• **Goal**: Copy everything in the data below exactly except the pictures.

• **Records for the exercise**:
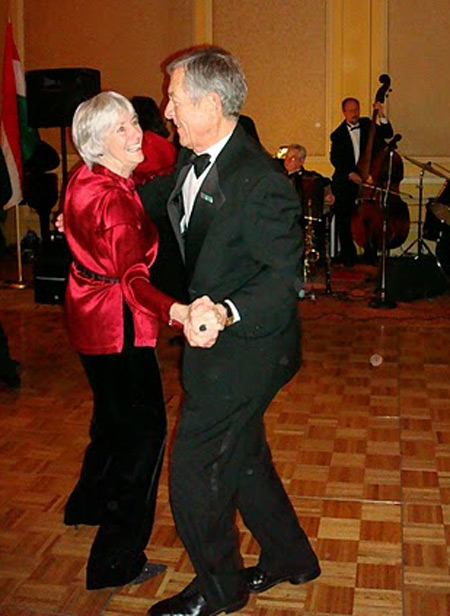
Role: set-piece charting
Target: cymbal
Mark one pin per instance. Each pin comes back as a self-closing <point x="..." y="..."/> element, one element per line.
<point x="426" y="167"/>
<point x="441" y="211"/>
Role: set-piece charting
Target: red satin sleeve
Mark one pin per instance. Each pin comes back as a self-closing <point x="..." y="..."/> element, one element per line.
<point x="129" y="258"/>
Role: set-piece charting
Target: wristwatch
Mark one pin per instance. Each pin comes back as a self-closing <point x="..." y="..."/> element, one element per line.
<point x="230" y="315"/>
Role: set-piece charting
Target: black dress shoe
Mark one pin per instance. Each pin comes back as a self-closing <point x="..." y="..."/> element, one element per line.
<point x="259" y="580"/>
<point x="189" y="602"/>
<point x="149" y="570"/>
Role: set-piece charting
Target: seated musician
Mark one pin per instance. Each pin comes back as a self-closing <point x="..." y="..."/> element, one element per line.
<point x="305" y="179"/>
<point x="316" y="197"/>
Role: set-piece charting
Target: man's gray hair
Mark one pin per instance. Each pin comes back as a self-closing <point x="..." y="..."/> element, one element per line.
<point x="92" y="119"/>
<point x="300" y="148"/>
<point x="212" y="69"/>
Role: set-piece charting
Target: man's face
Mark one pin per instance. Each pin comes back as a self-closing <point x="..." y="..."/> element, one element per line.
<point x="294" y="160"/>
<point x="191" y="118"/>
<point x="351" y="112"/>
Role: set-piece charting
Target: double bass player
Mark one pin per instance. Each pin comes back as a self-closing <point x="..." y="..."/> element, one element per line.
<point x="348" y="141"/>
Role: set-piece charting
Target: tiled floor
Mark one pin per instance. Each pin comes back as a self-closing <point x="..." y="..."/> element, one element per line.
<point x="364" y="453"/>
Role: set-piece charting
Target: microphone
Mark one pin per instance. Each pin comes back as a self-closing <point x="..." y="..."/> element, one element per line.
<point x="393" y="142"/>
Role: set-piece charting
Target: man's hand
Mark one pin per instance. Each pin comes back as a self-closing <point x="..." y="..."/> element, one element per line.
<point x="204" y="322"/>
<point x="380" y="109"/>
<point x="59" y="222"/>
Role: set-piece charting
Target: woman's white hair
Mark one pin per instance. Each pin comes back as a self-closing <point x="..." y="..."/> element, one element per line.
<point x="91" y="121"/>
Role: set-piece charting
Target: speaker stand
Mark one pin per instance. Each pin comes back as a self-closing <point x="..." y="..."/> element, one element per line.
<point x="382" y="301"/>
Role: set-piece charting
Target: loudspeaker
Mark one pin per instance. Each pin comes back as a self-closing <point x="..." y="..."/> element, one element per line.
<point x="410" y="278"/>
<point x="53" y="94"/>
<point x="51" y="270"/>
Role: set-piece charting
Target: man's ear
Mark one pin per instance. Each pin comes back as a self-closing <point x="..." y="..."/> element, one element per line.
<point x="214" y="102"/>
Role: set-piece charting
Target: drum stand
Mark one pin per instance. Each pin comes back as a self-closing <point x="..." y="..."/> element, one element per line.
<point x="419" y="240"/>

• **Complete answer**:
Role: set-piece charting
Target: cymbal
Mark one pin per instance. Each pin comes back as a self-closing <point x="..." y="..."/> element, one element per line.
<point x="426" y="167"/>
<point x="441" y="211"/>
Role: set-piece charting
Target: red satin sleeve
Mark one pin per instance. Each pin comes back as a self-closing <point x="..." y="..."/> element, one element per line.
<point x="129" y="258"/>
Role: set-piece charting
Target: wristwatch
Mark one pin per instance. Each pin comes back as a self-closing <point x="..." y="..."/> element, one element per line.
<point x="230" y="315"/>
Role: set-piece charting
Target: black dress shoe
Mark one pin per instance. Each pin comes back as a self-closing <point x="..." y="..."/> element, one element per line.
<point x="259" y="580"/>
<point x="189" y="602"/>
<point x="149" y="570"/>
Role: set-piece charting
Target: seated musician
Mark one pin per instance. Each pin comes back as a self-closing <point x="..." y="..."/> element, one element per line.
<point x="305" y="179"/>
<point x="316" y="197"/>
Role: set-piece charting
Target: man's gray hair
Mark one pin per instance. Each pin comes back as a self-closing <point x="..." y="..."/> element, one element per line.
<point x="92" y="119"/>
<point x="300" y="148"/>
<point x="212" y="69"/>
Role: set-piece charting
Target: man's face
Mark one pin per instance. Each pin comes back as a self-closing <point x="..." y="..."/> element, one element per line.
<point x="294" y="160"/>
<point x="191" y="118"/>
<point x="351" y="112"/>
Role: set-piece charting
Target: double bass player
Mark one pin per instance. Each pin comes back as a self-closing <point x="..." y="..."/> element, one element per line.
<point x="348" y="141"/>
Role: set-piece charting
Target: tiled floor
Mark one pin per instance. Each pin comes back as a self-closing <point x="..." y="..."/> element, one element per line.
<point x="364" y="453"/>
Role: set-piece charting
Target: microphone
Mark one pin per instance. Each pin comes back as a self-closing <point x="..." y="..."/> element, one element per line.
<point x="393" y="142"/>
Role: set-piece charting
Target: man's hand
Mark one pin per instance. Each pin comes back as a self-closing <point x="..." y="..."/> element, one element per line.
<point x="204" y="322"/>
<point x="380" y="109"/>
<point x="59" y="222"/>
Role: set-piece charting
Target: woman's white hair
Mark one pin per instance. Each pin comes back as a self-closing <point x="..." y="..."/> element, one element per line.
<point x="91" y="121"/>
Role: set-piece charting
Target: speaker stand
Mark one pin per instance. Each pin comes back as a self-closing <point x="..." y="..."/> element, one element per line.
<point x="382" y="301"/>
Role: set-piece charting
Target: loudspeaker
Mark one pin per instance. Each pin comes back as a self-closing <point x="..." y="..."/> element, one element per line.
<point x="410" y="278"/>
<point x="53" y="94"/>
<point x="51" y="270"/>
Role: set-piece charting
Target: man's ear
Mark one pin per instance. Each pin comes back as a self-closing <point x="..." y="..."/> element, one element per line.
<point x="214" y="102"/>
Role: set-piece charting
Target: drum stand
Mark one pin per instance. Each pin comes back as a self-closing <point x="..." y="..."/> element, one element per line.
<point x="419" y="240"/>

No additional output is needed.